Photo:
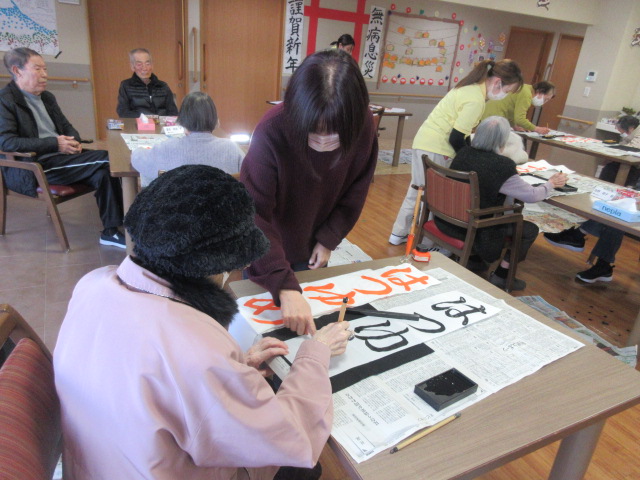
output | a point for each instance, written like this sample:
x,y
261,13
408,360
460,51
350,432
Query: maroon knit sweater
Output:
x,y
297,205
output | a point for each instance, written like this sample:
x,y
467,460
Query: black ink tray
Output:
x,y
445,389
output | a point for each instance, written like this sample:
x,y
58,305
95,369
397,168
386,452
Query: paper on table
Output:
x,y
326,295
377,337
375,414
536,166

▶ **What you will do**:
Take the listing above and restate it word for word, without its pictures.

▶ **Result for this exercise**:
Photo:
output | a point for each instance, written like this sample:
x,y
261,13
408,360
460,51
350,432
Query: maroon knit sweater
Output:
x,y
297,205
output | a point for each instance, written like this sample:
x,y
467,460
Query: black ink tray
Output:
x,y
445,389
output | a point for each instance, written like this sample:
x,y
58,305
95,369
397,168
386,452
Query: paper on table
Output:
x,y
326,295
377,337
375,414
536,166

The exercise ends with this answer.